Monsieur le président, madame la ministre, monsieur le secrétaire d’État, monsieur le président de la commission, monsieur le rapporteur, mes chers collègues, nous sommes réunis pour la troisième lecture de ce projet de loi qui concerne l’université des Antilles.
Je constate que l’un des points durs n’a, hélas, pas pu donner lieu à un consensus, mais j’y reviendrai dans quelques instants.
Avant tout, et je pense que nous serons tous d’accord sur ce point, lors de la constitution d’une université, on doit se poser un certain nombre de questions fondamentales liées aux missions des établissements d’enseignement supérieur et de recherche, à commencer par la formation de la jeunesse. Le premier impératif est donc de veiller à ce que la jeunesse antillaise, dans les années à venir, dispose à travers l’université des Antilles d’un outil de formation qui lui permette d’accéder à une formation, d’obtenir des diplômes de qualité et de réussir son insertion professionnelle.

#####

■ TRAVAIL À RÉALISER
1/ Recopiez à l'identique le discours sur l'université des Antilles, de « Monsieur le président, madame » à « l’université des Antilles. ».
2/ Prolongez le discours sur l'université des Antilles à partir de sa dernière phrase.
Les entrées de données ne servent à rien ici.

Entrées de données
#####

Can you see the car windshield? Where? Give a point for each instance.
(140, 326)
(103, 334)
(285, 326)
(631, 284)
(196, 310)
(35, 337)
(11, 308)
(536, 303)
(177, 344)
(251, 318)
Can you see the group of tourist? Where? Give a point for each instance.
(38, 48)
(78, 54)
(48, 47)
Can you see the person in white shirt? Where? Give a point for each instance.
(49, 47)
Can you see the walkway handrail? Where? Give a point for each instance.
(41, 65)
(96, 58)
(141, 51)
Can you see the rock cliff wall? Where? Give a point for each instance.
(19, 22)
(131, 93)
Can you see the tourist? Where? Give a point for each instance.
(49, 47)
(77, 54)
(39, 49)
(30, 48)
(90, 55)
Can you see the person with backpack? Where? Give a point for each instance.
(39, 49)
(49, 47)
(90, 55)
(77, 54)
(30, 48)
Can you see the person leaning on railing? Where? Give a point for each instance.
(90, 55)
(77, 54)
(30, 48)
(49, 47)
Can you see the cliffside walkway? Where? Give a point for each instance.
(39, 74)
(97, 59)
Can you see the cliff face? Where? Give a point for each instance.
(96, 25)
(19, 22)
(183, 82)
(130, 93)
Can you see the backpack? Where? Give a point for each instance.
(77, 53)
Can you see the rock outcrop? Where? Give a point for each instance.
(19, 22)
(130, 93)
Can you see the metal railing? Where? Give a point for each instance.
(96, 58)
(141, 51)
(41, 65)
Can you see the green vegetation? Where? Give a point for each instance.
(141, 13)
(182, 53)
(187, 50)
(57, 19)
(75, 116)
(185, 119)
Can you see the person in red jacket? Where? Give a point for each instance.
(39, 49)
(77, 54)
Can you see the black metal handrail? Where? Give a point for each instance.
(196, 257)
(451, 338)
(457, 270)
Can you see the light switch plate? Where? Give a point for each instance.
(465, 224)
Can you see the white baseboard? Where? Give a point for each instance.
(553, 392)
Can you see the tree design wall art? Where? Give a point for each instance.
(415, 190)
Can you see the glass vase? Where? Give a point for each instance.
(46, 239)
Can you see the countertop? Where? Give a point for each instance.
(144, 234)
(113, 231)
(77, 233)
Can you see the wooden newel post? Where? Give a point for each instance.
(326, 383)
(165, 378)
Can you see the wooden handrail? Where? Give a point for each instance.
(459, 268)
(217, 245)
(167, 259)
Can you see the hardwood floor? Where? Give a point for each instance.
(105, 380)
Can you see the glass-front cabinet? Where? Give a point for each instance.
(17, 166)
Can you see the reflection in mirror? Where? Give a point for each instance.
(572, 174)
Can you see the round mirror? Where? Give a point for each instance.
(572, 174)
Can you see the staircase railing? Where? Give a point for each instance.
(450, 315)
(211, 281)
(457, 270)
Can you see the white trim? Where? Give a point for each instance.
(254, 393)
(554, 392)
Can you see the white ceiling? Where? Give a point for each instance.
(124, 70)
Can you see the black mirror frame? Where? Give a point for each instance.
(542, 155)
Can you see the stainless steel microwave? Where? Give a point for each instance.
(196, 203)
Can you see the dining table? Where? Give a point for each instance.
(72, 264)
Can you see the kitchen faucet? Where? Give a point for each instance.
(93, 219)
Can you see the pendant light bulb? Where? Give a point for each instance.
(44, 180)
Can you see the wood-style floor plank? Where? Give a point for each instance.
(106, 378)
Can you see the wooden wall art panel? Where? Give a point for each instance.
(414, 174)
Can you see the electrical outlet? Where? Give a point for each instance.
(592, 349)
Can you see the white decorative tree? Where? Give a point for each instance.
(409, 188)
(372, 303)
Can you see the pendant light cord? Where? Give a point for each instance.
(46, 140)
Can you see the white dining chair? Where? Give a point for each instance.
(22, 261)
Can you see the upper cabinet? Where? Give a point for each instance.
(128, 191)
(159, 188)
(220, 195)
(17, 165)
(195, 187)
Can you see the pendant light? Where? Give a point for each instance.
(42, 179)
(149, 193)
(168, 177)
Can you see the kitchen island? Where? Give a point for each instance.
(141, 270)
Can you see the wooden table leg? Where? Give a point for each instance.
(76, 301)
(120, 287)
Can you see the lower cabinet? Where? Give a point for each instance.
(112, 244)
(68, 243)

#####

■ RÉPONSES PAR TÂCHE
1/
Monsieur le président, madame la ministre, monsieur le secrétaire d’État, monsieur le président de la commission, monsieur le rapporteur, mes chers collègues, nous sommes réunis pour la troisième lecture de ce projet de loi qui concerne l’université des Antilles.

2/
Un autre enjeu important ne doit pas être négligé : les établissements d’enseignement supérieur et de recherche évoluent aujourd’hui dans un contexte international. Il est indispensable qu’ils trouvent leur place dans cette compétition internationale.
À cet égard, madame la ministre, lors de la discussion du projet de loi pour l’enseignement supérieur de 2013, votre gouvernement avait insisté sur des éléments comme la taille critique et la nécessité de travailler en réseau. Il est surprenant de constater qu’aujourd’hui, dans votre discours et dans celui d’un certain nombre d’intervenants à cette tribune, ces éléments ne sont plus mis en avant. Il semble qu’on veuille privilégier une approche localiste, qui n’est pas celle qui prévalait lors de l’examen du projet de loi pour l’enseignement supérieur. Je me permets de le dire, il y a un écart de 180 degrés entre l’affichage de la loi Fioraso et ce que nous sommes en train de faire aujourd’hui. C’est dommage.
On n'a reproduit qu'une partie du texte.